Dataset rows
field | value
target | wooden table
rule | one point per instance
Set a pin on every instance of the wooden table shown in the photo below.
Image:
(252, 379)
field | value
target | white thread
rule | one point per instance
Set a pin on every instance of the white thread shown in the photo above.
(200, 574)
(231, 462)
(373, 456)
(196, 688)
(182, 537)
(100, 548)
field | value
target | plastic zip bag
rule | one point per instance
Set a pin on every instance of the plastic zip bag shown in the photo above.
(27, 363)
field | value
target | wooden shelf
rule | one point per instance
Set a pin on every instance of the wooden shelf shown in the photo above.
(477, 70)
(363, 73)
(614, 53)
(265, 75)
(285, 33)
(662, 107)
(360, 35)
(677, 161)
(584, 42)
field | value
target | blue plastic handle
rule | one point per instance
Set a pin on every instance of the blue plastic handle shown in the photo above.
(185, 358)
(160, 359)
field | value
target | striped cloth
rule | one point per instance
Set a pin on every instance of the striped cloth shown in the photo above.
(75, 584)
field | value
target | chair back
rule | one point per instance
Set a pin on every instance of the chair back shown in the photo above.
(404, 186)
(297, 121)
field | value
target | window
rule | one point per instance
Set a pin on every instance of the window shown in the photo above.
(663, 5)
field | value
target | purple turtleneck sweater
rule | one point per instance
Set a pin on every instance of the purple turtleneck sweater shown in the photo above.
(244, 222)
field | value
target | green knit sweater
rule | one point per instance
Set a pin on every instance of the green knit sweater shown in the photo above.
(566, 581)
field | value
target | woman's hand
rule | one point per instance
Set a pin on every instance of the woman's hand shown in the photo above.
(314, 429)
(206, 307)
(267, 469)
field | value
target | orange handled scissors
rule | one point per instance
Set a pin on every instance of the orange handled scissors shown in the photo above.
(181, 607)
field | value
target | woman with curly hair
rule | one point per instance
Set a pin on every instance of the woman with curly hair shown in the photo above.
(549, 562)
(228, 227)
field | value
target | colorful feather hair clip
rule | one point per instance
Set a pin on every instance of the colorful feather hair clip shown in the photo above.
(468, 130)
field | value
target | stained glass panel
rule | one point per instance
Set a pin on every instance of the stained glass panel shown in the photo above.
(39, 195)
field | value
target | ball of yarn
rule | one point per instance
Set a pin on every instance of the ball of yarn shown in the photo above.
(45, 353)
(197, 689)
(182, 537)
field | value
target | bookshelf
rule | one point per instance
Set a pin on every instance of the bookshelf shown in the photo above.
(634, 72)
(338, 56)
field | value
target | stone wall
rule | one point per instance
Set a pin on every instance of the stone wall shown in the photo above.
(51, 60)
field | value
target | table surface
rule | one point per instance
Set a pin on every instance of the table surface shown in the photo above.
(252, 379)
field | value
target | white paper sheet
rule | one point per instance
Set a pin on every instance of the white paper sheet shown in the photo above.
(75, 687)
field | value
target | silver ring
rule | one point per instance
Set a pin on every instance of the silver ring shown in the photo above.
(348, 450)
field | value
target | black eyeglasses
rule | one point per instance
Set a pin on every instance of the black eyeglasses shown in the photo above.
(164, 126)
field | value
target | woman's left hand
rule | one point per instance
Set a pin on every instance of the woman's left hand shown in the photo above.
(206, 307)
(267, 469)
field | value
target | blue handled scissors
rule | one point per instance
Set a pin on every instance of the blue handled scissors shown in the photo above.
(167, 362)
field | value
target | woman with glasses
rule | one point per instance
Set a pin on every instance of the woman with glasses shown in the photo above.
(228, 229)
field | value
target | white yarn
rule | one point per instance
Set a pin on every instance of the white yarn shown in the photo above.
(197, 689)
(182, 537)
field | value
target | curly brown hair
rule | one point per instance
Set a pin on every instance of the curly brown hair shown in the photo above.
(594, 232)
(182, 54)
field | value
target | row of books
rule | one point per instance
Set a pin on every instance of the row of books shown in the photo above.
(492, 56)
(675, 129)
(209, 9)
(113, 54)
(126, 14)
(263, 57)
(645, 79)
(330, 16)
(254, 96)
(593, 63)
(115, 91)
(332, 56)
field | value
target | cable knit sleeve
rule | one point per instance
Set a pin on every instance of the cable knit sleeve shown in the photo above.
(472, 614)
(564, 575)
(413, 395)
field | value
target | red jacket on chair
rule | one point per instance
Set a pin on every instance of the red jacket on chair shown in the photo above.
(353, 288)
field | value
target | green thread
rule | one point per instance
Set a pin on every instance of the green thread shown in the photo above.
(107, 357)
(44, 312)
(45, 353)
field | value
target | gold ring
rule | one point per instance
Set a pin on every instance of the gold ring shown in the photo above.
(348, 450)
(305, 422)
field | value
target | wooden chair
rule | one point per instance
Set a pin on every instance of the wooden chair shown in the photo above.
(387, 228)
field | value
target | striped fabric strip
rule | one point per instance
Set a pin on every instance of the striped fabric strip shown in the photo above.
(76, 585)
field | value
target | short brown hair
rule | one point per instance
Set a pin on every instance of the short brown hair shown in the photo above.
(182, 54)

--

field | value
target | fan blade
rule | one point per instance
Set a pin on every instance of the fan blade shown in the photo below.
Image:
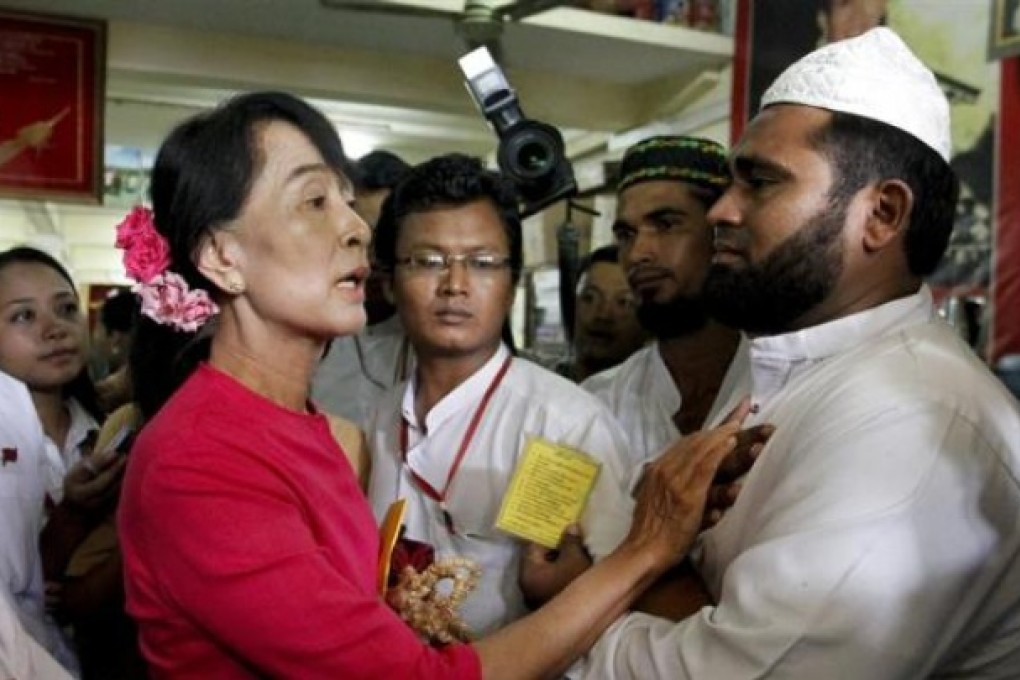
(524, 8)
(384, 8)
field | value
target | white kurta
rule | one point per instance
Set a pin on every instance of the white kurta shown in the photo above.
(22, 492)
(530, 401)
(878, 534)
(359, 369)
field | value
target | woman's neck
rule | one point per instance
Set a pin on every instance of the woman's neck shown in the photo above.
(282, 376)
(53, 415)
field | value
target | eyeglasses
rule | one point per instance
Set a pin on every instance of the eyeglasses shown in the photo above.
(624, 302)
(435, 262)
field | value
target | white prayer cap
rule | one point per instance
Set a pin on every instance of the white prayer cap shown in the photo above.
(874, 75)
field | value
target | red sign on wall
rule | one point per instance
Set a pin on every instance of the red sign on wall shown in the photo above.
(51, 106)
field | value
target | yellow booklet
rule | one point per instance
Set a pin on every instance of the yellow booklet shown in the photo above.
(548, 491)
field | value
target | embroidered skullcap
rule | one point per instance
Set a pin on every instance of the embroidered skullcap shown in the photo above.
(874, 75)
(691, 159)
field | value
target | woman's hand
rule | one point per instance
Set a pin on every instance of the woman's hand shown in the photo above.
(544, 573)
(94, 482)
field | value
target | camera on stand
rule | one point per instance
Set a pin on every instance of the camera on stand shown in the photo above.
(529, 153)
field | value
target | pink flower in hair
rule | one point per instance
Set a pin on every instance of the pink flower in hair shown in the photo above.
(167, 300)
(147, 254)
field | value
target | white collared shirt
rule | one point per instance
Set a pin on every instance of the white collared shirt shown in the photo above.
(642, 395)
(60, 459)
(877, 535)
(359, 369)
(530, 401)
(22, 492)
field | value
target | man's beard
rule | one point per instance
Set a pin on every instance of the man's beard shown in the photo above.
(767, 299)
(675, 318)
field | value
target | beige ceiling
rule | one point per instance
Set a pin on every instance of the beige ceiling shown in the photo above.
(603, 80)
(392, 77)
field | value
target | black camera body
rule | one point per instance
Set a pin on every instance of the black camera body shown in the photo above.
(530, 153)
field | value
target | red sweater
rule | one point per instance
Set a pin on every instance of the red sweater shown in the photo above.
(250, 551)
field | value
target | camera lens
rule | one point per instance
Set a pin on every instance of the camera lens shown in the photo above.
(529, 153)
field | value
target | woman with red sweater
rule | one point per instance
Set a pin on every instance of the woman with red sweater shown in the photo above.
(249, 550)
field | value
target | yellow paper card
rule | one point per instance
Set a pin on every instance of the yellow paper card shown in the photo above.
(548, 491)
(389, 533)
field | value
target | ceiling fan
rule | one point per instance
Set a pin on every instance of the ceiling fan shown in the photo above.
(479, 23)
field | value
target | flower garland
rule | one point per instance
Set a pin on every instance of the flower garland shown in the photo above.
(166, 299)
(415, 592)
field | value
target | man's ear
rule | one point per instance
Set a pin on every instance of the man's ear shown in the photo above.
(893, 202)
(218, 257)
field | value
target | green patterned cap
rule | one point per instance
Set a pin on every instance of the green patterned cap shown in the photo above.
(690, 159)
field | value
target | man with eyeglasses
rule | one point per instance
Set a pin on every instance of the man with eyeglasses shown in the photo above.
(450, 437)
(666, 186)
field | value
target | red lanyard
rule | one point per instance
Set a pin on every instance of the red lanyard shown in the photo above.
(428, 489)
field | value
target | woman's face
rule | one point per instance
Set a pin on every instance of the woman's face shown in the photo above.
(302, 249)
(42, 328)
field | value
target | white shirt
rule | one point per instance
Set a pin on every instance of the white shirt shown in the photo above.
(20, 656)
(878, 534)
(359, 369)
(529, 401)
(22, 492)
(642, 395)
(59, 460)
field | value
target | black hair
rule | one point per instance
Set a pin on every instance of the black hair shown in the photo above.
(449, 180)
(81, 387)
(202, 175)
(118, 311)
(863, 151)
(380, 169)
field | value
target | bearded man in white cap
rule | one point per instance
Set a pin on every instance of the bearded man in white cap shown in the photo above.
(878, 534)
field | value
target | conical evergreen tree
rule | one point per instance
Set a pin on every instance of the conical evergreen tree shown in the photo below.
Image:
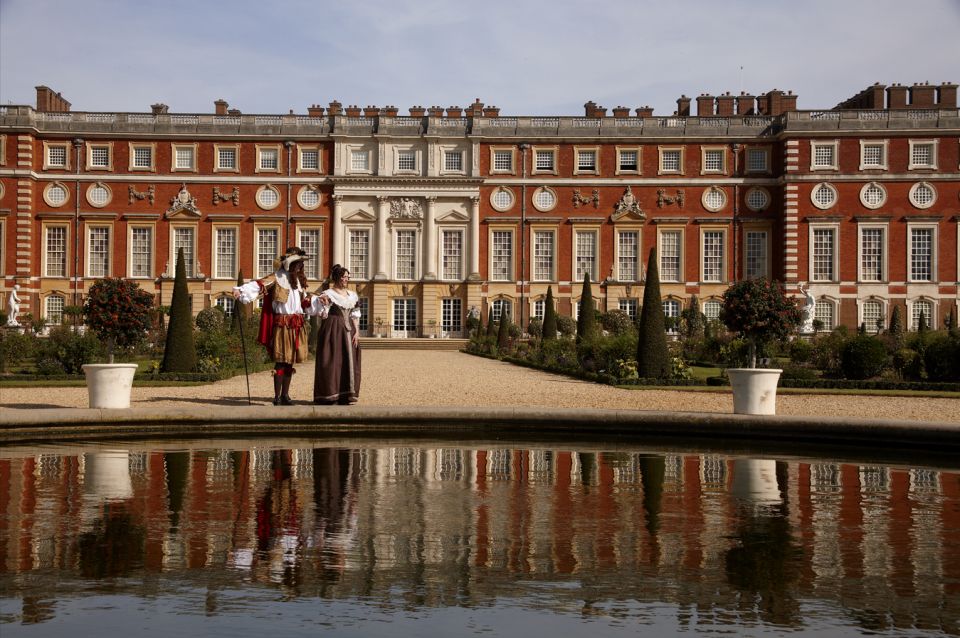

==

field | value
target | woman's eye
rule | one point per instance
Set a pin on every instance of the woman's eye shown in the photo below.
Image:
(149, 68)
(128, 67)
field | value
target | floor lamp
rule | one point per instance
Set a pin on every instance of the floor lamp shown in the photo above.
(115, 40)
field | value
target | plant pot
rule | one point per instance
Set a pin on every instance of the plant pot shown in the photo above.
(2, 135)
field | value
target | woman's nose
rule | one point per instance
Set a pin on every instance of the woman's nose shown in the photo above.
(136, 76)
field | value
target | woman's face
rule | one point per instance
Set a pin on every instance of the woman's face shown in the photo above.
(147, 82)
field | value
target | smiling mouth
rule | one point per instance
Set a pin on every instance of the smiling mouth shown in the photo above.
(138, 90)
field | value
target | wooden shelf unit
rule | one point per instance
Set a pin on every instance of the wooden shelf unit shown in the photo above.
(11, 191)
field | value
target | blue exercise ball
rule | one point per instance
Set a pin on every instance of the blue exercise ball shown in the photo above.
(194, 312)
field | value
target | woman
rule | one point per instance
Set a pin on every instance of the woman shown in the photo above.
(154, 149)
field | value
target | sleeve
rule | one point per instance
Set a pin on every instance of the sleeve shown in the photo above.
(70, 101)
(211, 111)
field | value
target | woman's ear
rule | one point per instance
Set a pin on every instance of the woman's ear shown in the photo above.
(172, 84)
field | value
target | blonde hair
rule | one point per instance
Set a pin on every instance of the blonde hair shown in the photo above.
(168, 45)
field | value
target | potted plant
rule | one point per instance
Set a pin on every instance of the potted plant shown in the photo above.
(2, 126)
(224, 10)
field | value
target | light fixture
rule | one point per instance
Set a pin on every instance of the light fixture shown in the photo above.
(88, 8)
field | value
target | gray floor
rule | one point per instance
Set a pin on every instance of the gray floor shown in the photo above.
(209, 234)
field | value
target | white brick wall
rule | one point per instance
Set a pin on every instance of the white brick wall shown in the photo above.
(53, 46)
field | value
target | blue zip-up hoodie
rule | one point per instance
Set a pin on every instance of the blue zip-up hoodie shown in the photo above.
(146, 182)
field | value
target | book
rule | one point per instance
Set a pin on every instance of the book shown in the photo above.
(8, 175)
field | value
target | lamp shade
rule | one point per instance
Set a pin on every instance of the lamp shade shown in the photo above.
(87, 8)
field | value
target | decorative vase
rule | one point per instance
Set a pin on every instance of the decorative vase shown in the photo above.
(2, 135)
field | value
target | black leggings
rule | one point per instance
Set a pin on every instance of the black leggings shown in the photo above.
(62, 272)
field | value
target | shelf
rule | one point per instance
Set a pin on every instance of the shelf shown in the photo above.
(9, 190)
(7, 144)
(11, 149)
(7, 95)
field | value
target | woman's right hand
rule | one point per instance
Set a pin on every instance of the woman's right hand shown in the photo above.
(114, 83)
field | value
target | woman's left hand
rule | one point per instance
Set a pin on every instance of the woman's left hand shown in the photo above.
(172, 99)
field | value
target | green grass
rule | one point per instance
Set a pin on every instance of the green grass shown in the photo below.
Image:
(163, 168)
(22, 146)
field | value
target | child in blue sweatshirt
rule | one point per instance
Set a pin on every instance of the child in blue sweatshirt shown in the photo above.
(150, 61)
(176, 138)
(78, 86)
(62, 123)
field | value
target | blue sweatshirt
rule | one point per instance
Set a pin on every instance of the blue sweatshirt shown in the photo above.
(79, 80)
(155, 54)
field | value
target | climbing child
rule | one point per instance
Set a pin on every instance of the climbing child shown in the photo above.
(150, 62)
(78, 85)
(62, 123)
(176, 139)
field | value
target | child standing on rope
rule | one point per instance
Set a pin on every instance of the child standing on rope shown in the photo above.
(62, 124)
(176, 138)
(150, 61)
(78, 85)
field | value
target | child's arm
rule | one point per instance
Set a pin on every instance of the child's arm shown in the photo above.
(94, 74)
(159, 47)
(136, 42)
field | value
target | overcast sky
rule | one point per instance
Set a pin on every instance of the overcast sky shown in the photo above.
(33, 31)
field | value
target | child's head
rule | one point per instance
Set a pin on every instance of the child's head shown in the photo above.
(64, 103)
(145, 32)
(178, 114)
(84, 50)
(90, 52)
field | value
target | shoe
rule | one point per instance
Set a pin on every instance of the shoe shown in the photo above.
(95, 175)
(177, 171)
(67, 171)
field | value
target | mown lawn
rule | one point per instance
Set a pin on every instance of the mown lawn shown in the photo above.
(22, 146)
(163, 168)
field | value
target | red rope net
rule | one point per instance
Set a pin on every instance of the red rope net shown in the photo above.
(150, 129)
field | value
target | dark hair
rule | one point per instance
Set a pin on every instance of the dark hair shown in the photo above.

The problem
Pull out every line of the material above that contains the word "light", and list each one as it appears.

Exercise result
target | light fixture
Set a pin on every instance of the light fixture shown in the photo above.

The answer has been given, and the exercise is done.